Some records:
╔══
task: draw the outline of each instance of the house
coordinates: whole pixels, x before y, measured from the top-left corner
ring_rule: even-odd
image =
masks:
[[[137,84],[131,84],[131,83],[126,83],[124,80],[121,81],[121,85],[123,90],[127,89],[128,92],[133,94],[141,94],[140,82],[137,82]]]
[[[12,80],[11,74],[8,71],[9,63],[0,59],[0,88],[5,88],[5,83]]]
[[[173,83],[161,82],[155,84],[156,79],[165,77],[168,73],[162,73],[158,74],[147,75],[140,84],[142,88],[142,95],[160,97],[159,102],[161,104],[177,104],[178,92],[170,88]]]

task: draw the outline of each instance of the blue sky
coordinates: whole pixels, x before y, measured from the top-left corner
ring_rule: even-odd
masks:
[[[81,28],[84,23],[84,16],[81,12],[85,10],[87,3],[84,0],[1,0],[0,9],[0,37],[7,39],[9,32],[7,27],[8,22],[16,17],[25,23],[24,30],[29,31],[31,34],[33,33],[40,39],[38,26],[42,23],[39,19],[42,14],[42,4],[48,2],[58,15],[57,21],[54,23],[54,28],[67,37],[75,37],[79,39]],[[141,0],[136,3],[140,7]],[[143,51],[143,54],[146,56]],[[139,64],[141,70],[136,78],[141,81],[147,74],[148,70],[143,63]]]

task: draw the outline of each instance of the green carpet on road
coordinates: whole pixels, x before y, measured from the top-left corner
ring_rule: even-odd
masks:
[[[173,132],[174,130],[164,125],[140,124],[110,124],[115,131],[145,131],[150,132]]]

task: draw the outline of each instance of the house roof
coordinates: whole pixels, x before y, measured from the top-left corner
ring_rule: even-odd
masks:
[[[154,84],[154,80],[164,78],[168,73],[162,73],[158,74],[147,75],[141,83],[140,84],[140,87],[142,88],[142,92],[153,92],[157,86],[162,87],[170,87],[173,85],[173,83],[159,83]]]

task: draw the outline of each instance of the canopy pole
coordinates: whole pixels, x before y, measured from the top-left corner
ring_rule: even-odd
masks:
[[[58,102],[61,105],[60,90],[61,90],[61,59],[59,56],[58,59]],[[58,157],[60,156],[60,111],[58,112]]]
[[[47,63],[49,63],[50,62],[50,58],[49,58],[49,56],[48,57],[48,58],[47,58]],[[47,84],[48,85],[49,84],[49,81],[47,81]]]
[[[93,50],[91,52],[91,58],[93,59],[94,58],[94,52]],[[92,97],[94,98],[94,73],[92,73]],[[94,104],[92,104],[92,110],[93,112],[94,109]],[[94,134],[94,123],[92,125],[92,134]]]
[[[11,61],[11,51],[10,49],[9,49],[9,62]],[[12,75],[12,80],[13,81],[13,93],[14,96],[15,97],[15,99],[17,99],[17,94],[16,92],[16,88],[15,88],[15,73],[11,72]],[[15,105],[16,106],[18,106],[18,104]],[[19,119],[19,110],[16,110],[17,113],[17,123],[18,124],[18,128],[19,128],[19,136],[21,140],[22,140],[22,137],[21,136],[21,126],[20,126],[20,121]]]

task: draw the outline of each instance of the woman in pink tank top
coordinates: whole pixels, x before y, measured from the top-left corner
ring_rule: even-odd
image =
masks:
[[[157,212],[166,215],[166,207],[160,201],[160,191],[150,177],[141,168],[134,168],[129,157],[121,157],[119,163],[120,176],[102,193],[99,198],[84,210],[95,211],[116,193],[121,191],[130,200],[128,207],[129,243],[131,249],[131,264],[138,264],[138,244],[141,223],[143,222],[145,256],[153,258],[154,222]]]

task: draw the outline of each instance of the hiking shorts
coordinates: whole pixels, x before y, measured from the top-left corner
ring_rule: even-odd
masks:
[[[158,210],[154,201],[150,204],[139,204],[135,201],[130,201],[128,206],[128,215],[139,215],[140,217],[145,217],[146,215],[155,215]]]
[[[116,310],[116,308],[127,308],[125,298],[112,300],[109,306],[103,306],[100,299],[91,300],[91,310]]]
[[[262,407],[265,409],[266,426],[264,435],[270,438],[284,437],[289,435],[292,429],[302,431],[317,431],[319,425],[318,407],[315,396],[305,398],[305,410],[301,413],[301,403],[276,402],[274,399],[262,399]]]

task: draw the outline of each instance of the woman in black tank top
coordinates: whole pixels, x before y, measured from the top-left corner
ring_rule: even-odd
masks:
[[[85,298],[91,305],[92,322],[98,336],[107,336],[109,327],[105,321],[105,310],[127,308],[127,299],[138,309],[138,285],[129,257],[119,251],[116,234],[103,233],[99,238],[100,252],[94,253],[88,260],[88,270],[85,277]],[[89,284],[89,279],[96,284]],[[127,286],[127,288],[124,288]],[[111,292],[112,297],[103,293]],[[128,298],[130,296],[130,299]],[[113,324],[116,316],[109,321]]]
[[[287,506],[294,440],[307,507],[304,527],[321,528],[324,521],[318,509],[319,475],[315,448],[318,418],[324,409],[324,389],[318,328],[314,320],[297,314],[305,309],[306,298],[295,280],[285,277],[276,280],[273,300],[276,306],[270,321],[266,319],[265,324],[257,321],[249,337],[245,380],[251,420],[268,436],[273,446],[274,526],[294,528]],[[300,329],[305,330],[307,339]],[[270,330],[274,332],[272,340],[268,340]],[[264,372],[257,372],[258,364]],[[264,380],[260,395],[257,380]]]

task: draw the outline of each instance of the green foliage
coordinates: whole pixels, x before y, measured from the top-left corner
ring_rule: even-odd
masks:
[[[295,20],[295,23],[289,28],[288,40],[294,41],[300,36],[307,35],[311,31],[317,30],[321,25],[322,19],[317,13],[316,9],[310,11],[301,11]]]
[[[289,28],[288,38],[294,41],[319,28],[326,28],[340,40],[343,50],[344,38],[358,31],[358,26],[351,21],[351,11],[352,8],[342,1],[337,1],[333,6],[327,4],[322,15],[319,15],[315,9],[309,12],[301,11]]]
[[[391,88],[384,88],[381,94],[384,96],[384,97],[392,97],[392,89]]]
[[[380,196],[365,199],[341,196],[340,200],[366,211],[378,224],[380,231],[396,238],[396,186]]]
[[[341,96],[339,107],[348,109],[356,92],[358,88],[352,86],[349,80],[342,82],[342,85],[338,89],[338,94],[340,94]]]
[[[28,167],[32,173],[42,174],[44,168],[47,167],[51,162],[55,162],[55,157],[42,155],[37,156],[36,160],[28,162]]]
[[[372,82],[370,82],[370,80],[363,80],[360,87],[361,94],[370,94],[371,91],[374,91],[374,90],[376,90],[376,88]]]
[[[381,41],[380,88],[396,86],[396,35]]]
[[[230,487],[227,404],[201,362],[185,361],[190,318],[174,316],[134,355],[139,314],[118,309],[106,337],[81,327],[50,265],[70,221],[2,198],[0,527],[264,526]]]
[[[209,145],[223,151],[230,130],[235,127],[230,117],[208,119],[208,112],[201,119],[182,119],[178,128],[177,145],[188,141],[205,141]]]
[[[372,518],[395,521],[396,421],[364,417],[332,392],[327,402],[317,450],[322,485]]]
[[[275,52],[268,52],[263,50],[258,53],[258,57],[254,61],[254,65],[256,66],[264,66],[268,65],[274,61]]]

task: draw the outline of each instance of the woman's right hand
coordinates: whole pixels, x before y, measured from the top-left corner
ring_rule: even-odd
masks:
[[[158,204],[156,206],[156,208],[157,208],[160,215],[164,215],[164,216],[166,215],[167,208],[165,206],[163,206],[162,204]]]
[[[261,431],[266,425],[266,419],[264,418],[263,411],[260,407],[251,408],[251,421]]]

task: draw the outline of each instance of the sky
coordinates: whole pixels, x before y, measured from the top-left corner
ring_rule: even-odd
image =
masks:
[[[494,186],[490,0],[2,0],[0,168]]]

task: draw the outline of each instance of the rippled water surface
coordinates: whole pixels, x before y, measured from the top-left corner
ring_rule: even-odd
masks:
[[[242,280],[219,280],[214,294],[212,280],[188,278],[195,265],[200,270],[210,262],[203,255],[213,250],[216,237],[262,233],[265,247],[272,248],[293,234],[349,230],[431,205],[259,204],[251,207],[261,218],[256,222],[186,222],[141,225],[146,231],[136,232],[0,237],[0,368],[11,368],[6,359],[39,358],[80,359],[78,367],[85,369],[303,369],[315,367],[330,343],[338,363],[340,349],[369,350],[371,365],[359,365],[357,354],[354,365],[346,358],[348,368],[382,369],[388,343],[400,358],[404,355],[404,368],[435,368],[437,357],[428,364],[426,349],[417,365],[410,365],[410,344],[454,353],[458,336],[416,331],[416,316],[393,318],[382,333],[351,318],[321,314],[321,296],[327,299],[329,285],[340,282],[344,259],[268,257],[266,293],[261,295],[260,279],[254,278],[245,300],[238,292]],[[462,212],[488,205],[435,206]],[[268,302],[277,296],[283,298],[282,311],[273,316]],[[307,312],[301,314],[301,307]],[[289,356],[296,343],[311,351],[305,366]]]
╚══
▶ _OBJECTIVE_: Pick out and copy every line in the records above that contains the word "draw".

▶ _ANSWER IN FULL_:
task: draw the outline of each instance of the house
task: draw the outline of each instance of the blue sky
task: draw the outline of each instance of the green carpet on road
task: draw the outline of each instance of the house roof
task: draw the outline of each instance of the canopy pole
task: draw the outline of each instance of the woman in pink tank top
task: draw the outline of each instance of the hiking shorts
task: draw the outline of each instance of the woman in black tank top
task: draw the outline of each instance of the green foliage
task: draw the outline of each instance of the woman's right hand
task: draw the outline of each instance of the sky
task: draw the outline of each instance of the rippled water surface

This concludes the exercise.